» **TEXTE À LIRE**
Orphée est transporté, transformé. De cette rencontre, il est métamorphosé. Il sent lui pousser des ailes que, métaphoriquement, Hervieu et Montalvo ont transformées en échasses à ressort. Et tel un zombi, notre pâtre est devenu un autre homme : il franchit l’espace à la vitesse d’une fusée, au risque de se rompre le cou. Il court, il explose : que ne ferait-il pas pour son aimée ?
Clamer sa joie, crier son amour, dire au monde : « c’est moi qui aime ! », « c’est elle que j’aime », « c’est elle qui m’aime », « un nom, un seul : Eurydice » !
Bonheur des amants, que rien ne pourrait entacher. S’il n’y avait le serpent : symbole du sexe mâle, du péché, de la malfaisance, de la jalousie, du mal…Le serpent, qui assure et assume le rôle du contradicteur, celui qui empêche les choses de tourner rond. A l’ordre des choses, il rappelle le désordre du monde. Le monde n’est pas un : le monde n’est pas fait que d’Orphée et d’Eurydice.
Qu’est donc devenu Orphée ? A-t-il oublié ses amis les bêtes ? Et puis, pourquoi lui ? Pourquoi pas moi ? Tout pour lui, rien pour les autres ? Non, la roue tourne ; le destin n’est pas celui qu’on croit, qu’on rêve, qu’on désire…Des forces insoupçonnées travaillent notre destinée.
Le serpent qui mord Eurydice, est-il le principe de réalité ? Quel est ce benêt qui s’appelle Orphée ? Et qui croit le monde fait pour lui. Pour lui plaire, lui complaire. Est-ce cela le monde ? Un monde d’animaux dociles charmés par une flûte ? Un monde de l’amour laiteux, enfermé dans un cœur fleuri ? Orphée aurait-il confondu le monde avec une quelconque Olympe, un Paradis terrestre, un Eden ?
Mais la mort d’Eurydice : c’est amputer Orphée. Plus jamais Orphée ne pourra jouer de la lyre enchantée. Plus jamais le fleuve nourricier ne pourra assurer la renaissance des êtres. Leur donner une nouvelle vie, les faire passer de la sauvagerie à la concorde ; de la dispute à l’harmonie. Eurydice morte, c’est une amputation insupportable, une injustice incommensurable. Un monde de rêve qui s’écroule.
Pour Orphée, c’est une destinée impossible, qu’il faut conjurer par tous les moyens. Traverser le Styx, approcher le fleuve Léthé, supplier les Dieux, faire intercéder toutes les forces humaines et supra-humaines. Faire ressusciter l’aimée, la dulcinée. Le charme, toujours le charme…Orphée obtient tout des Dieux.

» **DONNÉES PRÉSENTÉES**
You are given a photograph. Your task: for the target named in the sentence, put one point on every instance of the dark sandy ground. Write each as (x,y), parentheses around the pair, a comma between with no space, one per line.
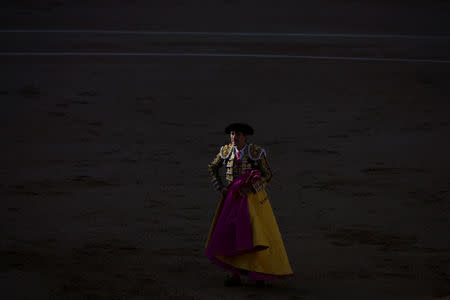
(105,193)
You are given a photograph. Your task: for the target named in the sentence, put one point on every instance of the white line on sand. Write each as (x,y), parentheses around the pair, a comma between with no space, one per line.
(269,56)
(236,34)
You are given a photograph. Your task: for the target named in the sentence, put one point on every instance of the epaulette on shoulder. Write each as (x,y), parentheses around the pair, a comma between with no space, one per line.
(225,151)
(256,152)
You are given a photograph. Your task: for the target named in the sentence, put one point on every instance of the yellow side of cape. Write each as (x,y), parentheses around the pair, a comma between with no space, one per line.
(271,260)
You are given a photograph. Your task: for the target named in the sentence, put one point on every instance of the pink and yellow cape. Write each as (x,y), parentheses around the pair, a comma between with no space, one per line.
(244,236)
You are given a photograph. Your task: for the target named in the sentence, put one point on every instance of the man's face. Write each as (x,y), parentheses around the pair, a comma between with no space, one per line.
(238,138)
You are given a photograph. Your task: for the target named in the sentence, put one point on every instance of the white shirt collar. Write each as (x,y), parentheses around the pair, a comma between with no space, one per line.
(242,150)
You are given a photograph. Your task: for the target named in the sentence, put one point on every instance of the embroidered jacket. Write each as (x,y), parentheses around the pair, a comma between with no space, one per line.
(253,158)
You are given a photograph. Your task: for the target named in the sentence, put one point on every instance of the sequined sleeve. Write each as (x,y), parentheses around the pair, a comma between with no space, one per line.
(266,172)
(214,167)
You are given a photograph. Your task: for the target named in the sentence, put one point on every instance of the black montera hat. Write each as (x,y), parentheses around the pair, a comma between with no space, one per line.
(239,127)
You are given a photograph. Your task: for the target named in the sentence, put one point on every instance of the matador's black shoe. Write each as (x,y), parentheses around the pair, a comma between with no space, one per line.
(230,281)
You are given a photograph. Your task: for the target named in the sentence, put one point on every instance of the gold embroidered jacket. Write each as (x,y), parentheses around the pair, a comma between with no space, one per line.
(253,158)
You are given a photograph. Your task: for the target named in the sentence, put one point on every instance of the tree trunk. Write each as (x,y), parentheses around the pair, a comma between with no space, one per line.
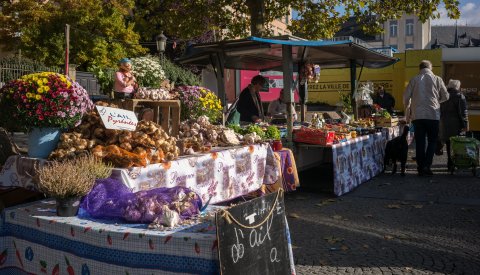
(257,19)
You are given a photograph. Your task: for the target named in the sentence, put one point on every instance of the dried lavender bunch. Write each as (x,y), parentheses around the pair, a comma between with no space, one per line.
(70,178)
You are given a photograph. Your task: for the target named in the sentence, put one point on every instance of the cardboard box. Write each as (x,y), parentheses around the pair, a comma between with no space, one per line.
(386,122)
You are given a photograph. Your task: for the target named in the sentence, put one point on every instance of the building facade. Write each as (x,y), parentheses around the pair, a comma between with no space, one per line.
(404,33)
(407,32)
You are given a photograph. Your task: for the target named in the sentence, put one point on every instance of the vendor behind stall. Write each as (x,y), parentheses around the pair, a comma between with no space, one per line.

» **EXERCICES À FAIRE**
1 > Dans le texte sur Orphée, en quoi Hervieu et Montalvo ont-ils transformé les ailes qui poussent à Orphée ?
2 > Dans le texte sur Orphée, rebaptisez "notre pâtre" en "le berger", puis recopiez le passage qui va de "Orphée est transporté, transformé." jusqu'à "son aimée ?" inclus.
Le matériel fourni n'est pas nécessaire ici.

» **CORRIGÉS**
1 > En échasses à ressort.

2 >
Orphée est transporté, transformé. De cette rencontre, il est métamorphosé. Il sent lui pousser des ailes que, métaphoriquement, Hervieu et Montalvo ont transformées en échasses à ressort. Et tel un zombi, le berger est devenu un autre homme : il franchit l’espace à la vitesse d’une fusée, au risque de se rompre le cou. Il court, il explose : que ne ferait-il pas pour son aimée ?